Medical artificial intelligence scribe startups operating in Southeast Asia are confronting significant regulatory barriers and partnership risks that threaten their market viability, according to a Tech in Asia report. The challenges range from multilingual consultation environments to strict data consent requirements that vary by country, complicating the deployment of AI tools designed to reduce doctor burnout.
Startups bringing AI scribes to Southeast Asia are navigating a familiar tech industry pattern. AI scribe company Abridge partnered with Epic, the dominant electronic medical records (EMR) provider in the United States, in 2023 to accelerate hospital adoption. Two years later, Epic announced it was building its own AI scribe with Microsoft. The tool went live in February 2026, transforming Abridge’s strategic partner into direct competition.

### ENTRIES PROVIDED
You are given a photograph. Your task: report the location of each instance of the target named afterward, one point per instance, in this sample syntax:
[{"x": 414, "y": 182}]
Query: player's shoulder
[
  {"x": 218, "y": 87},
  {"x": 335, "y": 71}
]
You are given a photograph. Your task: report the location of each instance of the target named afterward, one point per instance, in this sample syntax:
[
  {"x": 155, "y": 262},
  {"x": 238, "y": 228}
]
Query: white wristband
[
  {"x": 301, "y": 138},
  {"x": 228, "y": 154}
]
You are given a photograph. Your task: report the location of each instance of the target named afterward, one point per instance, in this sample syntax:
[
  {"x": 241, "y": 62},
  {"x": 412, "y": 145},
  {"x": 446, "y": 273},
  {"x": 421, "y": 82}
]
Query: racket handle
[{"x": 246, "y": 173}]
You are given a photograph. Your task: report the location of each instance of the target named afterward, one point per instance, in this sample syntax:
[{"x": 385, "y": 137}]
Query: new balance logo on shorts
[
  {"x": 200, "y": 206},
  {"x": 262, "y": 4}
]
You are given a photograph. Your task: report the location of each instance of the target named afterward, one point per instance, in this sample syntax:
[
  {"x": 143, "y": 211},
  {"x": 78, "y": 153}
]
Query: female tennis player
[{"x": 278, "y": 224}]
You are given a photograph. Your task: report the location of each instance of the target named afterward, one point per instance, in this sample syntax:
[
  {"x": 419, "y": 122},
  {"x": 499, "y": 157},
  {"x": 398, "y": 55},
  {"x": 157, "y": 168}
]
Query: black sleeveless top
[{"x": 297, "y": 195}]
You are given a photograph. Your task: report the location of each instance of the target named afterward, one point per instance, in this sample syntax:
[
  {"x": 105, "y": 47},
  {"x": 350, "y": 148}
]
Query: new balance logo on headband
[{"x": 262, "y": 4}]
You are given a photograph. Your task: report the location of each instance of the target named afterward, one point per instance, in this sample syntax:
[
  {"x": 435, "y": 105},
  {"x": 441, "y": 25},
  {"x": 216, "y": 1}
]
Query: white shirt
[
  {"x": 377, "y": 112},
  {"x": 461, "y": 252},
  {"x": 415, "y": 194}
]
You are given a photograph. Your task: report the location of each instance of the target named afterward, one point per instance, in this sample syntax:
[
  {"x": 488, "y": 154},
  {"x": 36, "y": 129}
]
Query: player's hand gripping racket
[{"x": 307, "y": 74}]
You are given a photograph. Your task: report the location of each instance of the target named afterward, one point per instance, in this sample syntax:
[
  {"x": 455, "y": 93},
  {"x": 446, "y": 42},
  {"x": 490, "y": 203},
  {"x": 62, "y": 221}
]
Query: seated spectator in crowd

### BRIEF
Print the text on AI scribe startups in Southeast Asia again, word for word.

### RESPONSE
Medical artificial intelligence scribe startups operating in Southeast Asia are confronting significant regulatory barriers and partnership risks that threaten their market viability, according to a Tech in Asia report. The challenges range from multilingual consultation environments to strict data consent requirements that vary by country, complicating the deployment of AI tools designed to reduce doctor burnout.
Startups bringing AI scribes to Southeast Asia are navigating a familiar tech industry pattern. AI scribe company Abridge partnered with Epic, the dominant electronic medical records (EMR) provider in the United States, in 2023 to accelerate hospital adoption. Two years later, Epic announced it was building its own AI scribe with Microsoft. The tool went live in February 2026, transforming Abridge’s strategic partner into direct competition.